Le jour de l'incident, le père dit avoir laissé sa fille chez le coiffeur à qui il a demandé de l’accompagner à la maison après la coupe de cheveux. Ce qui n’a pas été fait. Après quelques heures, la mère de la fille a appelé son mari pour savoir où est-ce qu’il en ait avec leur fille.
Le père dit avoir marqué un étonnement parce que, pour lui, sa fille devrait déjà rentrer à la maison. Il dit avoir immédiatement contacté le coiffeur pour demander la position de sa fille. D’après sa déposition, le coiffeur lui a fait savoir que sa femme est intervenu pour que l’enfant puisse rentrer à la maison seule après la coupe de cheveux. Le coiffeur lui a donc indiqué que sa fille n’est plus avec lui.
Le papa est revenu précipitamment à l’atelier de son coiffeur. Ce dernier n’était plus là. Son numéro sonnait, mais il ne décrochait pas jusqu'à ce que le numéro est devenu injoignable.
Le père a confié avoir violemment réprimandé sa femme. Ayant pris les propos du coiffeur pour parole d'évangile, il a déclaré avoir sorti son épouse de la maison lui reprochant d'être à l'origine de la disparition de leur fille. Il est retourné à l’atelier. Le coiffeur n’était toujours pas de retour.
Demande de rançon
Déboussolé par la situation de sa fille, le papa ne savait à quel saint se vouer. Il dit qu’il en était là quand, dans la soirée, un numéro inconnu l'a appelé par rapport à sa fille. « La personne m’a dit que si je veux revoir ma fille je dois payer une somme d’un million de FCFA », a-t-il laissé entendre. C’est en ce moment, dit-il, qu’il a compris ce qui lui arrivait.

....

Questions -
1. D'après le texte fourni, quelle somme l'appel venu d'un numéro inconnu a-t-il réclamée au père pour qu'il revoie sa fille ?
2. Reprenez le passage du texte fourni qui commence par « Demande de rançon » et se poursuit jusqu'à « qui lui arrivait. », en remplaçant « un numéro inconnu » par « un numéro masqué ».

....

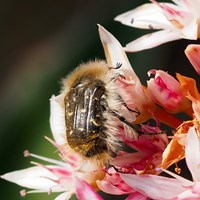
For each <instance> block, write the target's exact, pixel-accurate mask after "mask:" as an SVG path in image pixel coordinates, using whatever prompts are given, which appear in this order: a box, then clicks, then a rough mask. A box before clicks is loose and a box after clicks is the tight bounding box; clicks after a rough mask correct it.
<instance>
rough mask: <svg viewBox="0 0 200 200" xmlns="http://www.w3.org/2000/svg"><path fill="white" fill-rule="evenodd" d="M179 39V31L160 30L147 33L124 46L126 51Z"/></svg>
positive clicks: (133, 49) (154, 45) (164, 42)
mask: <svg viewBox="0 0 200 200" xmlns="http://www.w3.org/2000/svg"><path fill="white" fill-rule="evenodd" d="M179 39H181V36H180V33H179V32H175V31H171V30H168V29H167V30H161V31H156V32H154V33H149V34H147V35H144V36H142V37H139V38H138V39H136V40H134V41H132V42H130V43H128V44H127V45H126V47H125V51H127V52H136V51H142V50H145V49H150V48H153V47H156V46H159V45H161V44H163V43H166V42H170V41H174V40H179Z"/></svg>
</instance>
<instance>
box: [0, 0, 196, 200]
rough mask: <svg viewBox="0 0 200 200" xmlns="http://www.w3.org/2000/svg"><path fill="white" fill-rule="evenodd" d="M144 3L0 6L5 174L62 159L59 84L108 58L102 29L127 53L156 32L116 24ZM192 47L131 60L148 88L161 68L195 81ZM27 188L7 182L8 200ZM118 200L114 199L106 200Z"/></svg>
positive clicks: (178, 48)
mask: <svg viewBox="0 0 200 200" xmlns="http://www.w3.org/2000/svg"><path fill="white" fill-rule="evenodd" d="M146 2H147V1H145V0H140V1H139V0H134V1H130V0H123V1H122V0H121V1H115V0H109V1H108V0H101V1H92V0H85V1H72V0H66V1H61V0H60V1H50V0H49V1H47V0H43V1H34V0H29V1H27V0H18V1H15V0H2V1H0V70H1V71H0V74H1V78H0V88H1V93H0V95H1V96H0V124H1V127H0V160H1V165H0V174H4V173H6V172H10V171H13V170H17V169H22V168H26V167H29V166H31V165H30V163H29V162H30V159H29V158H24V157H23V151H24V150H25V149H29V150H30V151H31V152H34V153H36V154H41V155H44V156H47V157H53V158H56V157H57V155H56V151H55V150H56V149H55V148H54V147H52V145H50V144H49V143H48V142H47V141H45V139H44V136H45V135H47V136H48V137H52V136H51V131H50V126H49V114H50V113H49V99H50V97H51V95H52V94H55V95H57V94H58V93H59V90H60V83H59V82H60V80H61V78H62V77H64V76H65V75H67V74H68V72H69V71H71V70H72V69H73V68H75V67H76V66H77V65H78V64H79V63H80V62H84V61H88V60H93V59H95V58H100V59H104V52H103V49H102V45H101V43H100V40H99V36H98V31H97V23H99V24H101V25H103V26H104V27H105V28H106V29H107V30H109V31H110V32H111V33H112V34H113V35H114V36H115V37H116V38H117V39H118V40H119V41H120V43H121V44H122V45H123V46H124V45H125V44H126V43H128V42H130V41H131V40H133V39H135V38H137V37H139V36H140V35H142V34H144V33H147V32H149V31H142V30H139V29H134V28H131V27H127V26H124V25H122V24H120V23H119V22H115V21H113V18H114V17H115V16H117V15H118V14H121V13H123V12H125V11H128V10H130V9H132V8H134V7H136V6H138V5H140V4H142V3H146ZM189 43H191V42H190V41H184V40H181V41H177V42H171V43H168V44H165V45H162V46H160V47H157V48H154V49H151V50H146V51H143V52H138V53H134V54H133V53H132V54H130V53H129V54H128V56H129V58H130V62H131V63H132V66H133V68H134V70H135V72H136V73H137V74H138V76H139V77H140V78H141V80H142V82H143V83H144V84H146V79H147V75H146V72H147V71H148V70H149V69H152V68H157V69H164V70H167V71H168V72H169V73H171V74H172V75H174V74H175V71H176V72H181V73H183V74H185V75H188V76H191V77H194V76H195V72H194V70H193V68H192V67H191V66H190V64H189V62H188V61H187V59H186V57H185V56H184V52H183V50H184V49H185V48H186V46H187V44H189ZM21 189H22V188H21V187H19V186H17V185H15V184H12V183H9V182H6V181H4V180H0V195H1V199H2V200H18V199H21V198H22V197H20V195H19V191H20V190H21ZM54 197H55V195H50V196H48V195H47V194H30V195H28V196H26V197H25V199H27V200H36V199H37V200H38V199H43V200H45V199H54ZM105 199H113V197H111V196H110V197H109V196H107V197H105ZM115 199H116V198H115Z"/></svg>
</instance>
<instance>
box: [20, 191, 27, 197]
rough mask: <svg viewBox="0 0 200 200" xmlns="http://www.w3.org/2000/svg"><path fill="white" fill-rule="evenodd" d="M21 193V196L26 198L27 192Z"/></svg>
mask: <svg viewBox="0 0 200 200" xmlns="http://www.w3.org/2000/svg"><path fill="white" fill-rule="evenodd" d="M19 193H20V195H21V196H22V197H25V196H26V195H27V192H26V190H21V191H20V192H19Z"/></svg>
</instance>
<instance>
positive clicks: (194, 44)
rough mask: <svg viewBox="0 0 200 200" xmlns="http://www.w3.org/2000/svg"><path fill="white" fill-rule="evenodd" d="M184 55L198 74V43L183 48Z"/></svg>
mask: <svg viewBox="0 0 200 200" xmlns="http://www.w3.org/2000/svg"><path fill="white" fill-rule="evenodd" d="M185 55H186V56H187V58H188V59H189V61H190V62H191V64H192V65H193V67H194V69H195V70H196V72H197V73H198V74H200V45H198V44H190V45H188V46H187V48H186V49H185Z"/></svg>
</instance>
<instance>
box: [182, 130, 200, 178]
mask: <svg viewBox="0 0 200 200" xmlns="http://www.w3.org/2000/svg"><path fill="white" fill-rule="evenodd" d="M185 155H186V163H187V166H188V168H189V169H190V172H191V174H192V178H193V180H194V181H200V141H199V138H198V136H197V133H196V131H195V128H194V127H192V128H190V129H189V131H188V134H187V139H186V147H185Z"/></svg>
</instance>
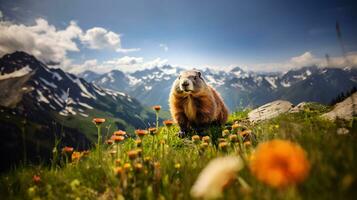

....

Résultats -
1. Un million de FCFA.

2.
Demande de rançon
Déboussolé par la situation de sa fille, le papa ne savait à quel saint se vouer. Il dit qu’il en était là quand, dans la soirée, un numéro masqué l'a appelé par rapport à sa fille. « La personne m’a dit que si je veux revoir ma fille je dois payer une somme d’un million de FCFA », a-t-il laissé entendre. C’est en ce moment, dit-il, qu’il a compris ce qui lui arrivait.